Формулировка задания 1: Перепишите фрагмент статьи о Пастернаке и Рыжем, начиная со слов "Дальше служат сосны." и далее вплоть до слов "пролит с облаков.", заменив в нем "сосны" на "ели".

Исходный документ:
════════════════════
Возможно, меня натолкнуло на внешнее сходство посмертных книжек Пастернака и Рыжего утверждение Дмитрия Сухарева о внутреннем сходстве этих поэтов; старший, дескать, стремился раствориться в простолюдинах, а младший это осуществил: "В незадачливых своих кентах, во дворах и подъездах родного "Вторчермета"... растворился полно, преданно и нежно. Они для него не предмет поэзии, а жизнь и судьба" (статья "Сквозь смех, сквозь слезы", "Независимая", 9 сентября 2004 года).
Дерзкая, даже, можно сказать, нахальная концепция Сухарева, опрокинувшая иерархию с ног на голову, поскольку превозносившая Рыжего, перещеголявшего, мол, самого мэтра Пастернака, заставила меня углубиться в поэтические миры ("дебри") учителя и ученика, чтобы самой увидеть истину и перевернуть иерархию с головы на ноги – для устойчивости.
"Сестра моя – жизнь (Лето 1917 года)" – раздел самых гениальных стихов Пастернака; сколько бы ни перечитывать "Плачущий сад", "Не трогать", "Воробьёвы горы", "Как у них", "Елене", "Сложа вёсла", "Определение поэзии" и т.д. в молодости и зрелости, впечатление не меняется: водопад космической творческой стихии. Ещё не разделены духовная и материальная сферы, человек и природа, земля и небо. Поэт, подобно Господу в первый день творения, – трудится с восторгом и вдохновением:
Здесь пресеклись рельсы городских трамваев.
Дальше служат сосны. Дальше им нельзя.
Дальше – воскресенье. Ветки отрывая,
Разбежится просек, по траве скользя.
Просевая полдень, Тройцын день, гулянье,
Просит роща верить: мир всегда таков.
Так задуман чащей, так внушён поляне,
Так на нас, на ситцы пролит с облаков.
Молодой музыкант ещё переполнен Скрябиным и, переключившись с музыки на поэзию, продолжает импровизировать не на клавишах, а на бумаге. Именно эти стихи ошеломили уральского восьмиклассника, и он бросился им подражать, сломя голову, но копия ведь всегда слабея первоисточника. Рыжему с его кентами, ментами, уркаганами, дружбанами было до мэтра далеко, не хватало масштаба и культуры Пастернака, который небрежно ронял на ходу:
Луг дружил с замашкой
Фауста, что ли, Гамлета ли.
════════════════════
Формулировка задания 2: Выберите из листинга все строки, в которых встречается слово "target". Регистр букв учитывается.

(Записи из коллекции)
════════════════════
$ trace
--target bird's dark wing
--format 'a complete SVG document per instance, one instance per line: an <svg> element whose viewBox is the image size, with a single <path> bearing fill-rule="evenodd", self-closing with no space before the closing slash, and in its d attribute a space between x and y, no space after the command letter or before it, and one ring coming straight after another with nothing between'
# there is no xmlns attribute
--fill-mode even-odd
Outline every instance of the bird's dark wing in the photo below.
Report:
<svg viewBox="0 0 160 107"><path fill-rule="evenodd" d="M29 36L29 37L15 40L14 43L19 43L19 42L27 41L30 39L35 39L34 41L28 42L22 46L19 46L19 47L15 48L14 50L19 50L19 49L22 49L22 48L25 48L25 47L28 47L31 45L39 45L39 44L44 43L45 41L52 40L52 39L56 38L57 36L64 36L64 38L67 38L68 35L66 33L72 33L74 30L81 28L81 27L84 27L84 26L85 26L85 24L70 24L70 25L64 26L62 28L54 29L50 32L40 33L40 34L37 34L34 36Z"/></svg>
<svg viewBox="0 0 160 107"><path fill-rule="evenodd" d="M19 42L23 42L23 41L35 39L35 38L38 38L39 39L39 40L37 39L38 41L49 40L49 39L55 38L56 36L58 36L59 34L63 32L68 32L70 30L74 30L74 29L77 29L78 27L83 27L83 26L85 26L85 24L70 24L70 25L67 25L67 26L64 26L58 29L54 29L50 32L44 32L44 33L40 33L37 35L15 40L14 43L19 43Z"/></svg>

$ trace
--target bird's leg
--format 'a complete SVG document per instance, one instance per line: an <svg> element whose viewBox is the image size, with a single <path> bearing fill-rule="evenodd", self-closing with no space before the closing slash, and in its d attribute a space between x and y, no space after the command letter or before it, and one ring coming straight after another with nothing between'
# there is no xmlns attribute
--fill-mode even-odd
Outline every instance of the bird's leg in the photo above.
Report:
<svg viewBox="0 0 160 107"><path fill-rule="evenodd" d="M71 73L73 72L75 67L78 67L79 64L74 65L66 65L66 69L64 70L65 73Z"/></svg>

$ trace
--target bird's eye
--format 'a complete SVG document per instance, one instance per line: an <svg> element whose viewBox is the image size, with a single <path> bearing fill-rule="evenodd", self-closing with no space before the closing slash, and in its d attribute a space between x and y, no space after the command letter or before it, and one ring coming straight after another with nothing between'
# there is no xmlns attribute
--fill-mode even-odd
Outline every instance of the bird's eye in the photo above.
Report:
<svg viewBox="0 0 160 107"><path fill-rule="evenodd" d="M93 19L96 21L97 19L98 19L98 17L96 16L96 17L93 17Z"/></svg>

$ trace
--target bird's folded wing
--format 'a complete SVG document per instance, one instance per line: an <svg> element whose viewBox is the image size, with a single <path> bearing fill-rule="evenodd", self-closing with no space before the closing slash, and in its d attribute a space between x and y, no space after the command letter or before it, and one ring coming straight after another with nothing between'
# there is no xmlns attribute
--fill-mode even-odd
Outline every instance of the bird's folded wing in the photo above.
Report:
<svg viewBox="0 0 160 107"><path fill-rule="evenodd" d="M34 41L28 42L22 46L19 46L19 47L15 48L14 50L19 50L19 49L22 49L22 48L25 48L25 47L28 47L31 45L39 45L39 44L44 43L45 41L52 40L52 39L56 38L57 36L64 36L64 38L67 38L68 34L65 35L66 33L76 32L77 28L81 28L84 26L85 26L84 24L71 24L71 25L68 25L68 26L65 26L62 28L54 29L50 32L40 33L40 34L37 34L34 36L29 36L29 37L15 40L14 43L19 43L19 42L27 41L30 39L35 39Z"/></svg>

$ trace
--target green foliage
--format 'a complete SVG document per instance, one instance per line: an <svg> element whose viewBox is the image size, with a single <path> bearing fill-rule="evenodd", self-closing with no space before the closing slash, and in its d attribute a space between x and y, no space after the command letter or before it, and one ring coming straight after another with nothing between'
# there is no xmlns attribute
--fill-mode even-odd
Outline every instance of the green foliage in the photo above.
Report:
════════════════════
Результат 1:
Дальше служат ели. Дальше им нельзя.
Дальше – воскресенье. Ветки отрывая,
Разбежится просек, по траве скользя.
Просевая полдень, Тройцын день, гулянье,
Просит роща верить: мир всегда таков.
Так задуман чащей, так внушён поляне,
Так на нас, на ситцы пролит с облаков.

Результат 2:
--target bird's dark wing
--target bird's leg
--target bird's eye
--target bird's folded wing
--target green foliage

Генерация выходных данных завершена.